start Raw records

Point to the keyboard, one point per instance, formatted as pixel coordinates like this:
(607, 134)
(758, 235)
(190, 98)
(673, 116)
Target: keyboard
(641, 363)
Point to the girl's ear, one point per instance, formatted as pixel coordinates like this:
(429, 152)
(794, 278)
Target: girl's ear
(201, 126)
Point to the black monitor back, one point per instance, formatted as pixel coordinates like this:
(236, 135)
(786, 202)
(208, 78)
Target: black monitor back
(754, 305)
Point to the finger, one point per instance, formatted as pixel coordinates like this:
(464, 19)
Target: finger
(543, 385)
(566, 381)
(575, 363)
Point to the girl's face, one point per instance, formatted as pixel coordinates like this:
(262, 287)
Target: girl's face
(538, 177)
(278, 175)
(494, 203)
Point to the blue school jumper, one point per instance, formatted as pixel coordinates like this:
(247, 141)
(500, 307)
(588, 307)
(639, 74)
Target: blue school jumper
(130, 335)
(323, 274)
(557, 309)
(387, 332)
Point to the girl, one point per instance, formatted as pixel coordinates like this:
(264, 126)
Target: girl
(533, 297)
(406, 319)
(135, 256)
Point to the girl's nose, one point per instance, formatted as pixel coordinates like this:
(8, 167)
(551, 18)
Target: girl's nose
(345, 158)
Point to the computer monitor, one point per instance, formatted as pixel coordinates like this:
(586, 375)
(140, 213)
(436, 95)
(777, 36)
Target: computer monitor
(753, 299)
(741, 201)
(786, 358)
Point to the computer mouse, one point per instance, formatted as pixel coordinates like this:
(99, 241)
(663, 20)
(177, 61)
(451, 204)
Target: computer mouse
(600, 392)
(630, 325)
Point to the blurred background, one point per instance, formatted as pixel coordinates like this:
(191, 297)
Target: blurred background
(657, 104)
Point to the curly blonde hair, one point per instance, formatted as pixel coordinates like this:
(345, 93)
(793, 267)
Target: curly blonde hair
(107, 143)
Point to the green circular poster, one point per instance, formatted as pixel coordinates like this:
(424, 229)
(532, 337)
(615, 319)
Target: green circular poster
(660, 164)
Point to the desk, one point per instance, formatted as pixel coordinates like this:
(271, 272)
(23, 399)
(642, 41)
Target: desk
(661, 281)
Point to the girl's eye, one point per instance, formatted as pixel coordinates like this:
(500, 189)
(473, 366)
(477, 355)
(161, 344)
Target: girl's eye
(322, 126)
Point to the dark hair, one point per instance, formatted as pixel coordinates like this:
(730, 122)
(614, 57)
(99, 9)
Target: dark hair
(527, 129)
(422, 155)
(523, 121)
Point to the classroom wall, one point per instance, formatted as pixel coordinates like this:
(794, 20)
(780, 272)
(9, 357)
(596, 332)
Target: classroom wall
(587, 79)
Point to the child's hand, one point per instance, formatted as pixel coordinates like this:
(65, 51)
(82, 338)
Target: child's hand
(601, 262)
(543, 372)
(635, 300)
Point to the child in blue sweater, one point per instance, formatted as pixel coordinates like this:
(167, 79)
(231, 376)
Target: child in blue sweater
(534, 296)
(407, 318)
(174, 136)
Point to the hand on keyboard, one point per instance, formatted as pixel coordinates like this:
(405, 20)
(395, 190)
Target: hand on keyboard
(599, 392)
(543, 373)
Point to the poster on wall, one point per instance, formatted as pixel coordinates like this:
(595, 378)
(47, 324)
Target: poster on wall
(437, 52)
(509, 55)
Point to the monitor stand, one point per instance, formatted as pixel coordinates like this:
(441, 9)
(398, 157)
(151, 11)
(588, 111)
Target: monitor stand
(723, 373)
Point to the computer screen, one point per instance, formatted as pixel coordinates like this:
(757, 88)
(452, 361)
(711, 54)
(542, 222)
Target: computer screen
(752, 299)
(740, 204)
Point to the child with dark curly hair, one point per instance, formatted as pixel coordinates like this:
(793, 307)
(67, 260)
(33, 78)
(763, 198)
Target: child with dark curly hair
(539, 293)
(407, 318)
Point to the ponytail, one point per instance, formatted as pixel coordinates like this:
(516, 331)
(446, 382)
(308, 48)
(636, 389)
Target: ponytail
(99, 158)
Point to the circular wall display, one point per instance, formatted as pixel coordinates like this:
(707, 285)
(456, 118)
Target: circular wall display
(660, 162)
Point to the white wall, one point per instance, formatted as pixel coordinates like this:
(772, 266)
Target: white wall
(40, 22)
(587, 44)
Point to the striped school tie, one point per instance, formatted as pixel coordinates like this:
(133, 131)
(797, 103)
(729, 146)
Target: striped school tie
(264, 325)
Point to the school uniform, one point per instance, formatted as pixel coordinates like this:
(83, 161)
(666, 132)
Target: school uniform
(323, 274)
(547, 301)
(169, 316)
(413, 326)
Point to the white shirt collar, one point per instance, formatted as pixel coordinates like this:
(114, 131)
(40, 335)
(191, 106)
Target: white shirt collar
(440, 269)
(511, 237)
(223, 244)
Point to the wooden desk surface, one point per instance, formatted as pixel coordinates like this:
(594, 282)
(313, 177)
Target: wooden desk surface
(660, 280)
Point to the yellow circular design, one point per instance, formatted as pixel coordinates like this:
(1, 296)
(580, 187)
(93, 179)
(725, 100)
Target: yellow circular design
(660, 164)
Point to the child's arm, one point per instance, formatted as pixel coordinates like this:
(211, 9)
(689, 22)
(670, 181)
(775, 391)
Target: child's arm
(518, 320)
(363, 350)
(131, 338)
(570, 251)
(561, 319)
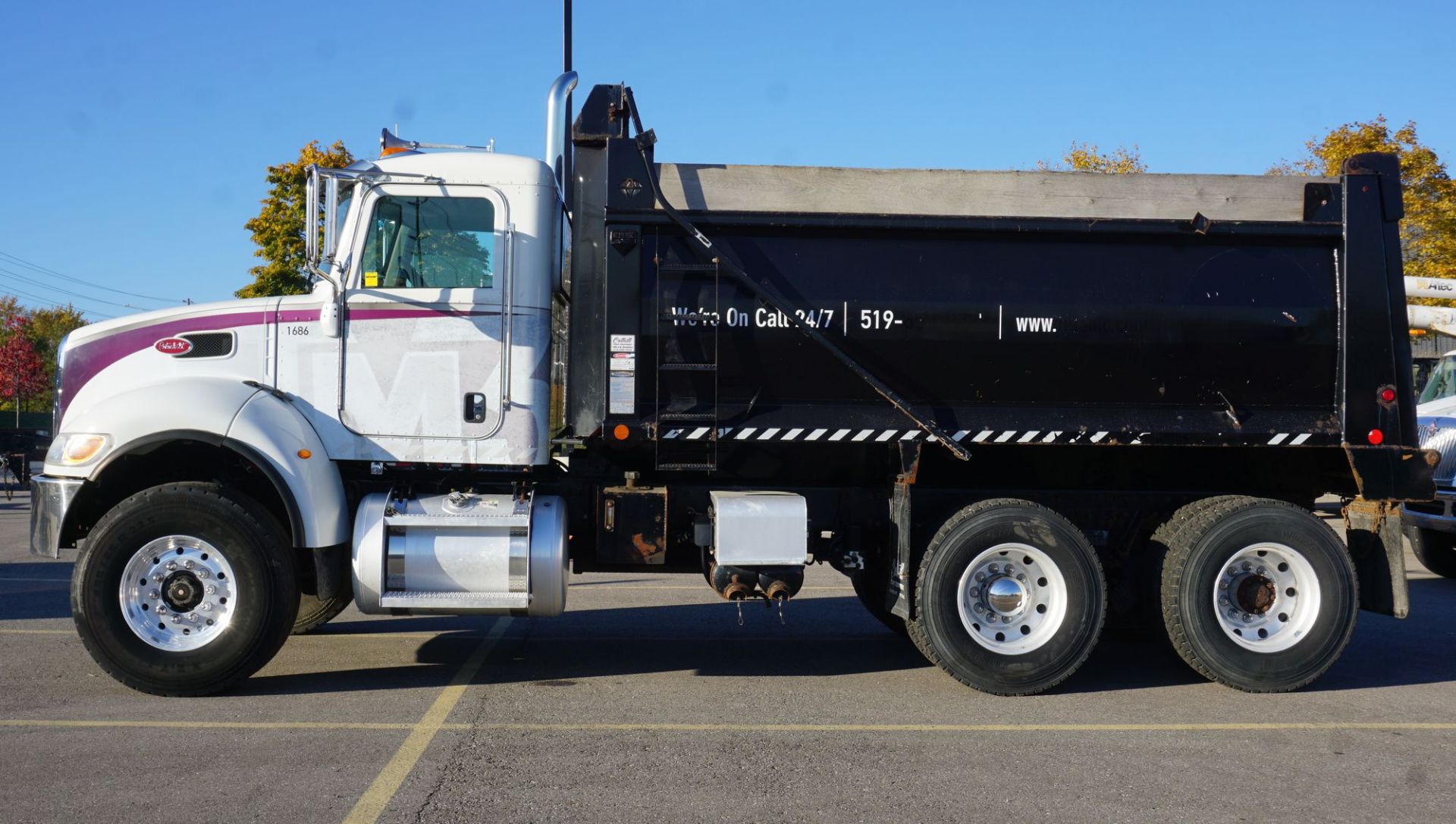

end Raw records

Rewrite everything from the line containing "Point to the white shirt" down to the last of the items, replacing "circular" with "round" and leaving all else unchanged. Do not include the pictures.

**Final answer**
Point to the white shirt collar, one point per instance, formatted as pixel coordinates like this:
(114, 131)
(40, 335)
(191, 106)
Target: white shirt collar
(440, 269)
(511, 237)
(223, 244)
Point to the wooden desk surface, one point per instance, formatted as pixel coordinates like this:
(594, 282)
(313, 177)
Target: wooden desk surface
(660, 280)
Point to the yellow round design, one point per instance, formatted as pixel coordinates like this:
(1, 296)
(580, 187)
(93, 179)
(725, 100)
Target: yellow round design
(660, 164)
Point to the child's arm, one point per instance, formatted as pixel coordinates like this:
(211, 9)
(689, 22)
(670, 181)
(775, 391)
Target: child's arm
(518, 320)
(363, 350)
(131, 338)
(570, 251)
(561, 319)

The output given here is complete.